Exercise requirements: Copy out the records word for word, from the line containing "</instance>" through the last line of the records.

Task data:
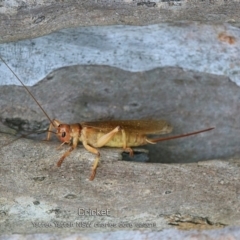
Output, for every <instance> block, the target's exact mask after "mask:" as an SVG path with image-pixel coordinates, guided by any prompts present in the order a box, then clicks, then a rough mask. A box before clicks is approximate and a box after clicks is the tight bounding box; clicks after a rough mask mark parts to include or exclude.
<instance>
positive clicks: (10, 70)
mask: <svg viewBox="0 0 240 240" xmlns="http://www.w3.org/2000/svg"><path fill="white" fill-rule="evenodd" d="M0 59H1V60H2V61H3V63H4V64H5V65H6V66H7V68H8V69H9V70H10V71H11V72H12V73H13V75H14V76H15V77H16V78H17V79H18V81H19V82H20V83H21V84H22V86H23V87H24V88H25V89H26V91H27V92H28V93H29V94H30V96H31V97H32V98H33V100H34V101H35V102H36V103H37V105H38V106H39V107H40V109H41V110H42V112H43V113H44V114H45V116H46V117H47V118H48V120H49V121H50V123H51V124H52V125H53V126H55V125H54V124H53V122H52V120H51V118H50V117H49V116H48V115H47V113H46V112H45V110H44V109H43V108H42V106H41V105H40V104H39V102H38V101H37V99H36V98H35V97H34V96H33V94H32V93H31V92H30V90H29V89H28V88H27V86H25V85H24V83H23V82H22V81H21V79H20V78H19V77H18V76H17V74H16V73H15V72H14V71H13V70H12V69H11V68H10V67H9V65H8V64H7V63H6V61H5V60H4V59H3V58H2V56H1V55H0Z"/></svg>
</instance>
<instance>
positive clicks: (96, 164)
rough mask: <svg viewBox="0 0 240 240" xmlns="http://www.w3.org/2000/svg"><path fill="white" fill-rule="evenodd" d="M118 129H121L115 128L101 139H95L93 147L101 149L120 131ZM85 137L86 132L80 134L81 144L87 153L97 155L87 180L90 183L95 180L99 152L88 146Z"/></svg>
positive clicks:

Solved exercise:
</instance>
<instance>
positive clicks: (96, 164)
rough mask: <svg viewBox="0 0 240 240" xmlns="http://www.w3.org/2000/svg"><path fill="white" fill-rule="evenodd" d="M118 129H121L115 128L101 139H95L93 147L101 149L120 131ZM85 137L86 132L80 134L81 144L87 153L97 155L87 180L90 183L95 180L99 152L88 146Z"/></svg>
positive clicks:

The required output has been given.